> **DESCRIPTION OF THE TASK**
Copy out, character for character, the part of the listing below that opens with its first line and closes with the line containing "point(302, 488)", both ends included.

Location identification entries
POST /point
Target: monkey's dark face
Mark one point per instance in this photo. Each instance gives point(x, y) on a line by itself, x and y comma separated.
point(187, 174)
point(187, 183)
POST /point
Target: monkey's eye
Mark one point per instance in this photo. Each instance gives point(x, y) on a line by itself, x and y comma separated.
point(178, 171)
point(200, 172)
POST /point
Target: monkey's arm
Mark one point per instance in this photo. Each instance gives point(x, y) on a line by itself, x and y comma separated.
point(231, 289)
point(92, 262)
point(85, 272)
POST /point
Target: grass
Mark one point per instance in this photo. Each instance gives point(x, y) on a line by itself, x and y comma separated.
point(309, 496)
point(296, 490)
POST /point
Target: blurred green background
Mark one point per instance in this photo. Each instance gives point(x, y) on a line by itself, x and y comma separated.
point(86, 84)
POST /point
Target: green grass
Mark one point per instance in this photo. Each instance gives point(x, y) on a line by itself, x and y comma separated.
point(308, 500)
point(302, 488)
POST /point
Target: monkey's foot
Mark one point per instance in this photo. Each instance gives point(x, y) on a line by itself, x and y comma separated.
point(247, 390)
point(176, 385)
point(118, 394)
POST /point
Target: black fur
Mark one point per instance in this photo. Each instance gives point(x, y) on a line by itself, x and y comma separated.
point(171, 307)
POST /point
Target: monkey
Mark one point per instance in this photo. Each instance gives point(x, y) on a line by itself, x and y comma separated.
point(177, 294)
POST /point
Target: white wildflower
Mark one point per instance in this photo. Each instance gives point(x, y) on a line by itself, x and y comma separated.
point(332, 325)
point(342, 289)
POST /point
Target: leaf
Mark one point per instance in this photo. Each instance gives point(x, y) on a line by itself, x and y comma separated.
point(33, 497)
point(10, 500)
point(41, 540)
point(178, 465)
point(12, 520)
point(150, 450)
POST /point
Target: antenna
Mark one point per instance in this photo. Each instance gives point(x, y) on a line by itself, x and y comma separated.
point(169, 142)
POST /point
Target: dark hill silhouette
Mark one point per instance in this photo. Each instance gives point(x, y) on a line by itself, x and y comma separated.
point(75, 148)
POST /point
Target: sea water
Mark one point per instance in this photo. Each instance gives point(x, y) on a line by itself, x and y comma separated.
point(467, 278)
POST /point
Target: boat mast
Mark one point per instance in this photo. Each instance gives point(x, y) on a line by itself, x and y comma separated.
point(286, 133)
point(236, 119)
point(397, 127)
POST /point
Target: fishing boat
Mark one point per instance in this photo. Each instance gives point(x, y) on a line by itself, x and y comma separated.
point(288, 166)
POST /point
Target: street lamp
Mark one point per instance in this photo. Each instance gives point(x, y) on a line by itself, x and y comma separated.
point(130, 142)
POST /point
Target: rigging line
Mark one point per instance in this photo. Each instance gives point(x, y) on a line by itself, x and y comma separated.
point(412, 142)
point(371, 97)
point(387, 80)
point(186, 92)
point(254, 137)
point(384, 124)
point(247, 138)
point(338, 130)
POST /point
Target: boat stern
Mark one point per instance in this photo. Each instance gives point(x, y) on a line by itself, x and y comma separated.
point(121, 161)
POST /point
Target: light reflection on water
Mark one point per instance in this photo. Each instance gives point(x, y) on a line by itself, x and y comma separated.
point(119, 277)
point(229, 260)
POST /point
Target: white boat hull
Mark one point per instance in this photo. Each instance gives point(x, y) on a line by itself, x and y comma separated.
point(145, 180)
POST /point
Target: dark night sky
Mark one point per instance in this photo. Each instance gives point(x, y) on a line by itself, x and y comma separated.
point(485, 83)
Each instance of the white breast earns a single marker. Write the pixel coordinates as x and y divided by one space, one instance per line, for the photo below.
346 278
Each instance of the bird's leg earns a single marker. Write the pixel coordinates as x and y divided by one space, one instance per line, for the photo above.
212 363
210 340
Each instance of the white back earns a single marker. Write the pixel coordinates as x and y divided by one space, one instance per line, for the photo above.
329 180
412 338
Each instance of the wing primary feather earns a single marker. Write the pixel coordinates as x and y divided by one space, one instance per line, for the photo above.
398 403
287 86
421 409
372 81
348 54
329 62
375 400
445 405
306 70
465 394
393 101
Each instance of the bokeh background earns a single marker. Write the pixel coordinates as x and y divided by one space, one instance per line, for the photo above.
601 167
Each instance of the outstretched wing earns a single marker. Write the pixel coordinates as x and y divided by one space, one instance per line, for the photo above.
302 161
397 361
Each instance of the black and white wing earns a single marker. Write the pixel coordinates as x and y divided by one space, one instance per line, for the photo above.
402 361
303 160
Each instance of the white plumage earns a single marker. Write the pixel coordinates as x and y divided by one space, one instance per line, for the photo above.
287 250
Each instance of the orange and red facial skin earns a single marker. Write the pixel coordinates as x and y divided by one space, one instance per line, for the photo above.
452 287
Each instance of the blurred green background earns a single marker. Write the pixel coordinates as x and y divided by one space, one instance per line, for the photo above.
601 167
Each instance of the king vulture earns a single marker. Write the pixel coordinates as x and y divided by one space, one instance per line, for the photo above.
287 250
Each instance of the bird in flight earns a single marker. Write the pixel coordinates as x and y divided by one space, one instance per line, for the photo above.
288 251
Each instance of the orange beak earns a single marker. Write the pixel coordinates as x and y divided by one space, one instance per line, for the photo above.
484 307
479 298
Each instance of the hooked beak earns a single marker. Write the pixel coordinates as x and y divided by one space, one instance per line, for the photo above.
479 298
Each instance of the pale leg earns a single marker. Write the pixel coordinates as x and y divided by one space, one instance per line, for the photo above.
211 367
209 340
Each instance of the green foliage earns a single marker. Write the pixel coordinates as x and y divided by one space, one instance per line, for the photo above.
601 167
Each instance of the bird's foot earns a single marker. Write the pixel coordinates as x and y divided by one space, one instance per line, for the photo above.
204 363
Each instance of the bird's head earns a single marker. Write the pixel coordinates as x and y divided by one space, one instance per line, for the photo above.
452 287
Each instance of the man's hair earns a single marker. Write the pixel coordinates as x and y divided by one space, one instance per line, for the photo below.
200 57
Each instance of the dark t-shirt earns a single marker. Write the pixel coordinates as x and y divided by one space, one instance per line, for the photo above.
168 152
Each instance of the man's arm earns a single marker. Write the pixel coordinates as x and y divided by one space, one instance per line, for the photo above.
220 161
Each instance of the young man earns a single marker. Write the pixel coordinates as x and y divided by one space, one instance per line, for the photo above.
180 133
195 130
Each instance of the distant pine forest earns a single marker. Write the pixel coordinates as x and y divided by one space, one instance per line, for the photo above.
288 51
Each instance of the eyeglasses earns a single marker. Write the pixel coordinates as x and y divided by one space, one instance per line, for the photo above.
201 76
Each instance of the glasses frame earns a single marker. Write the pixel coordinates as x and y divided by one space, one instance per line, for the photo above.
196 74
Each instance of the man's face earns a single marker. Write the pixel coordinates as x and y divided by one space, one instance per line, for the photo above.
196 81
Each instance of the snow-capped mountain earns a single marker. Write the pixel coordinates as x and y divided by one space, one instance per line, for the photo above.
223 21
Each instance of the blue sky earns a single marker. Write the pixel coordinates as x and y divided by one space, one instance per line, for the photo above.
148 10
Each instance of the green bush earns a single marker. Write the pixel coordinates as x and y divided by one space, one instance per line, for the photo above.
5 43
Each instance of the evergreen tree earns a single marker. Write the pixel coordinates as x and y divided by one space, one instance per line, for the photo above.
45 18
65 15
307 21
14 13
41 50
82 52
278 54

> **EXERCISE RESULT**
POST /point
Target: monkey's dark face
Mark one point per instance in this photo. Each instance gives point(x, y) on a line by itself, x and y comma separated.
point(187, 174)
point(187, 183)
POST /point
Target: monkey's eye
Mark one point per instance in this photo. Each instance gives point(x, y) on a line by itself, x and y comma separated.
point(178, 171)
point(200, 172)
POST /point
Target: monkey's arm
Mark one point per instance in this photo. Each instance gives point(x, y) on a line by itself, x and y comma separated.
point(231, 289)
point(92, 262)
point(85, 272)
POST /point
Target: grass
Mark one point per instance in this photo. Each instance gives point(x, y) on a line by itself, x and y comma separated.
point(309, 496)
point(296, 490)
POST /point
Target: blurred green background
Mark one point per instance in this photo. Each instance gives point(x, y) on a line by itself, x and y comma separated.
point(86, 84)
POST /point
Target: green grass
Mark one point per instance in this photo. Each instance gives point(x, y) on a line by itself, x and y comma separated.
point(308, 500)
point(302, 488)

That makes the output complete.